(GIVEN RECORDS)

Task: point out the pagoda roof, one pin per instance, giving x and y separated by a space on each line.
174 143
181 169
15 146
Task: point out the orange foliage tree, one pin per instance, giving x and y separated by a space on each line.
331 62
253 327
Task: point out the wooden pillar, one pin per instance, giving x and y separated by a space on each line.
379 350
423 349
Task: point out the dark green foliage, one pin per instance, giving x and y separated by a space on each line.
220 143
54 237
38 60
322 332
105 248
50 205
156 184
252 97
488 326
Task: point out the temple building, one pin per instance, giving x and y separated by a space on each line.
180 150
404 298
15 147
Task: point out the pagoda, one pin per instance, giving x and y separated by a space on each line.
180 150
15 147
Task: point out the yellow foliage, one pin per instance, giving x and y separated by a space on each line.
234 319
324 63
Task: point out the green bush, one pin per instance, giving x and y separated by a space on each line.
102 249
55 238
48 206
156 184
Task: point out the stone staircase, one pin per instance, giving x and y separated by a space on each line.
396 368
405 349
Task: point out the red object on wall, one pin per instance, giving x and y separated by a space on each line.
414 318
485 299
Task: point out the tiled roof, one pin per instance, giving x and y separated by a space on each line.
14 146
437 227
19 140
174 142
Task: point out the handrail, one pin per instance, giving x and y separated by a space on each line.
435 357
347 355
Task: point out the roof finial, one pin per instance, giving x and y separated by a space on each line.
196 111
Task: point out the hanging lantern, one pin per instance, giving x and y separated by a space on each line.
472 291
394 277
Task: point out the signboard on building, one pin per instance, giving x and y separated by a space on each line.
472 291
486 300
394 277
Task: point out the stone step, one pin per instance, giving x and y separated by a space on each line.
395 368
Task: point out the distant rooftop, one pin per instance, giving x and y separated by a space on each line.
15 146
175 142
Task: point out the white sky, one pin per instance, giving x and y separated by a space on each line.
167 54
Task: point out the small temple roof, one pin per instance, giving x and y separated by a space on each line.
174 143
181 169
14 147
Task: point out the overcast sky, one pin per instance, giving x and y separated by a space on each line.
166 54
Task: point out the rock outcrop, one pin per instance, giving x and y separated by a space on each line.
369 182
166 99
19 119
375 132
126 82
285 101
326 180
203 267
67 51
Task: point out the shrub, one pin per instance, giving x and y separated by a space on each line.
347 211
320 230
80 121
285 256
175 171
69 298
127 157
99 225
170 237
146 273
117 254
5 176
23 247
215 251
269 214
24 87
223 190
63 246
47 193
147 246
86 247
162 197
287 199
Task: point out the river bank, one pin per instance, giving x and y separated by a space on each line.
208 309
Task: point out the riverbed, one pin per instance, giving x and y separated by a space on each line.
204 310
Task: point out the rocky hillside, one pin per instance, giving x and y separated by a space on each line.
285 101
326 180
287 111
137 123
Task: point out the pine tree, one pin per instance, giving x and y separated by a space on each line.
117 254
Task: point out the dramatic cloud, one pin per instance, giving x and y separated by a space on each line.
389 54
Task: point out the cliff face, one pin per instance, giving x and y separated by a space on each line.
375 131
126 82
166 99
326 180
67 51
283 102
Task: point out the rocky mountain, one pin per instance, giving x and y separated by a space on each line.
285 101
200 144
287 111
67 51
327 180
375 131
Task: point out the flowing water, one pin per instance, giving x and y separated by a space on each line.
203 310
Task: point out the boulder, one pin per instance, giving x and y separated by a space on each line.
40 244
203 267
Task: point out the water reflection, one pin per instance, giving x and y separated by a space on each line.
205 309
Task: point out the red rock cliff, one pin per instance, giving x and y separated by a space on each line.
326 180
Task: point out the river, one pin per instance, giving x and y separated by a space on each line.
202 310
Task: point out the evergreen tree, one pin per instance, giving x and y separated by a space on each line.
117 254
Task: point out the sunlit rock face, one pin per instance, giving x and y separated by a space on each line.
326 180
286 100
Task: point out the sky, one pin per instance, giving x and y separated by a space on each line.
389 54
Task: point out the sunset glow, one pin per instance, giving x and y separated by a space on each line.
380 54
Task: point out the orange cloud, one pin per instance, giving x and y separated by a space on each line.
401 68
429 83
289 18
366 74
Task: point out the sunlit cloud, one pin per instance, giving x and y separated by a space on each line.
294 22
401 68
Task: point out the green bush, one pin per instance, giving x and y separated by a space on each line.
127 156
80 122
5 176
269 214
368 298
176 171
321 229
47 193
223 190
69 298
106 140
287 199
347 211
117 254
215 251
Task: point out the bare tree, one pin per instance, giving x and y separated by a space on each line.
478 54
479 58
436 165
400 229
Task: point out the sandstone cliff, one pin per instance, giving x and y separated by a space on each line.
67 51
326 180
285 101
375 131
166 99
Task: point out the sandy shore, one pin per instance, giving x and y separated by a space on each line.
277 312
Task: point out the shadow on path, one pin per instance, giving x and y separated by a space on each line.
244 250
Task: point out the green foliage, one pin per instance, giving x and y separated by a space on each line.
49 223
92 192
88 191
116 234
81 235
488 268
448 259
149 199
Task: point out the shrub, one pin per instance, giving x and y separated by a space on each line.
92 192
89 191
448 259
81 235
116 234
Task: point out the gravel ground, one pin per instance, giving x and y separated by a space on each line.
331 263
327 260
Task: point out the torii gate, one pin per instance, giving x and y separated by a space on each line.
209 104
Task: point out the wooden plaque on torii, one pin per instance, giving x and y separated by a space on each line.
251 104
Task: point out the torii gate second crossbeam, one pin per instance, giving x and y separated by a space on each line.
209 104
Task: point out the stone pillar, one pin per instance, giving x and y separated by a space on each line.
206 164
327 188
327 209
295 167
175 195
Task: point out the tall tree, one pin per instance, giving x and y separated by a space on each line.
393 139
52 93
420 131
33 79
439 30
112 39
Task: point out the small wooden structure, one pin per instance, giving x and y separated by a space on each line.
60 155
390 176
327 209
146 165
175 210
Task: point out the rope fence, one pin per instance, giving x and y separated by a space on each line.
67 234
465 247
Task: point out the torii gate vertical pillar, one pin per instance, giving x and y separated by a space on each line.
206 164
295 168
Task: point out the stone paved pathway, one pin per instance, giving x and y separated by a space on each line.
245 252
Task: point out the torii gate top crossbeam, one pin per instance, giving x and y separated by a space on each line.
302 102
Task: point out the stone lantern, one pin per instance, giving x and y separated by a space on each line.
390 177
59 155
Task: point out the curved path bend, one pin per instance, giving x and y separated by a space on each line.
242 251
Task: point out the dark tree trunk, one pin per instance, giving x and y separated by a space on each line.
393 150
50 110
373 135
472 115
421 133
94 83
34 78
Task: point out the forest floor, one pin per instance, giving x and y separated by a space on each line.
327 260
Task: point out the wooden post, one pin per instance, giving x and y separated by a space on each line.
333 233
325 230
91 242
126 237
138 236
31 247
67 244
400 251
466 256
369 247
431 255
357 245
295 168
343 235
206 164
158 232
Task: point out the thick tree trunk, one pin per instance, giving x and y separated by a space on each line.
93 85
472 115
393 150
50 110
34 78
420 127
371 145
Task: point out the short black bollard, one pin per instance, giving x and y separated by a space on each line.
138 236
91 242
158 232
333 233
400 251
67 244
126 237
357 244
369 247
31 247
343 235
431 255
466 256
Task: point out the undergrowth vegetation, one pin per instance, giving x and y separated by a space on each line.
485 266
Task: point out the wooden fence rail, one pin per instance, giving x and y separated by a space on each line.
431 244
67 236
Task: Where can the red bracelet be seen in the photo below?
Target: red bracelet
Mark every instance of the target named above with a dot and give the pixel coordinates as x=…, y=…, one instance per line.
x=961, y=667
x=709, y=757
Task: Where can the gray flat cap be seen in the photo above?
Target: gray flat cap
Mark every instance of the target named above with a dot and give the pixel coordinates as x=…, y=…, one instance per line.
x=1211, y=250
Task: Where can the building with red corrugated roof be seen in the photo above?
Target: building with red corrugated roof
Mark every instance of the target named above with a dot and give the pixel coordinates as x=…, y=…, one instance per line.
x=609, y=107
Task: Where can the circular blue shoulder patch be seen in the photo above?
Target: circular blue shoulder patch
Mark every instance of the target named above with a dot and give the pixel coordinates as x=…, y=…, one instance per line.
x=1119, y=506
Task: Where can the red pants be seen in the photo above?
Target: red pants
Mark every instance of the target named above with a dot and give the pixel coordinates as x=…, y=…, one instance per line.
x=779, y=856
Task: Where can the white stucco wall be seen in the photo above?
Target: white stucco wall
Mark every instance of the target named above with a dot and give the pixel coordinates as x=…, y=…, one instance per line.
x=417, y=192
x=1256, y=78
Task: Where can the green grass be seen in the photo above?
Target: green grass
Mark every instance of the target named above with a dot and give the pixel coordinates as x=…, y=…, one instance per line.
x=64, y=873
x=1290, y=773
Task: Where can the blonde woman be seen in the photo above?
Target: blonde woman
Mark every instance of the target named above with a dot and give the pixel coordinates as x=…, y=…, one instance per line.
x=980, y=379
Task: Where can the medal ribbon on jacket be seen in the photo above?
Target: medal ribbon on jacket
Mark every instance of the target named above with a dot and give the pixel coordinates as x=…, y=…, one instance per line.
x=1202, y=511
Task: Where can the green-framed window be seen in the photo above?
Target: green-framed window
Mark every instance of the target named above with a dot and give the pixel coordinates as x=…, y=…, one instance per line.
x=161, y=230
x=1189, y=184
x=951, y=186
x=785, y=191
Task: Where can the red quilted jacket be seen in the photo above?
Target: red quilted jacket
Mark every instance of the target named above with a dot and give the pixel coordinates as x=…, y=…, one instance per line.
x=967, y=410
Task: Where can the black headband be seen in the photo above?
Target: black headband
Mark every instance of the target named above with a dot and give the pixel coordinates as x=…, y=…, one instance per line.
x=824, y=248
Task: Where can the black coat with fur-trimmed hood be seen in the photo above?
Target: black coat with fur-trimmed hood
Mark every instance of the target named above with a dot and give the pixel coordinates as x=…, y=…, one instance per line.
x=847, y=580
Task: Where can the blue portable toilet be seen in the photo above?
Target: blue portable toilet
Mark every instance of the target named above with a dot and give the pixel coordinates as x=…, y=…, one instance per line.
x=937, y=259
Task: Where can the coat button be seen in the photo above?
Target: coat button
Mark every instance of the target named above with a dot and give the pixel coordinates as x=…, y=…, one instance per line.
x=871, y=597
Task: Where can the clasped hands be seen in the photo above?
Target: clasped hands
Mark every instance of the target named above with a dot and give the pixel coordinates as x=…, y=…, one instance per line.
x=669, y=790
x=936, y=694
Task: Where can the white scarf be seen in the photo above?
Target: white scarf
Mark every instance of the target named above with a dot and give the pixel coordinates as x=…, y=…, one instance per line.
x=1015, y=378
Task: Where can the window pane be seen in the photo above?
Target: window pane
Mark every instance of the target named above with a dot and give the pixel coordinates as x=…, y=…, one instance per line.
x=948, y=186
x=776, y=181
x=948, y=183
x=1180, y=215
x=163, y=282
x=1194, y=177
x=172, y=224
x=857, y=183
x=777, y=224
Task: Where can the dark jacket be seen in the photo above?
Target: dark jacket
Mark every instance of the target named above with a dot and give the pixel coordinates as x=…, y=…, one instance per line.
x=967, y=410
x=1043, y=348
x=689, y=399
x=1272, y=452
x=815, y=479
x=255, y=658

(End GIVEN RECORDS)

*DIRECTIONS FOR THIS TASK*
Copy the lines above exactly, beginning at the line that has "Task: Where can the clasped" and stopping after the line that has "Target: white scarf", and omit the rest.

*FINISHED TASK*
Task: Where can the clasped hands be seen in the photo above?
Target: clasped hands
Mark every instance of the target named above with a dot and give the pixel coordinates as x=…, y=…, one instance per line.
x=669, y=790
x=936, y=694
Task: Where can the white scarf be seen in the photo above?
Target: white scarf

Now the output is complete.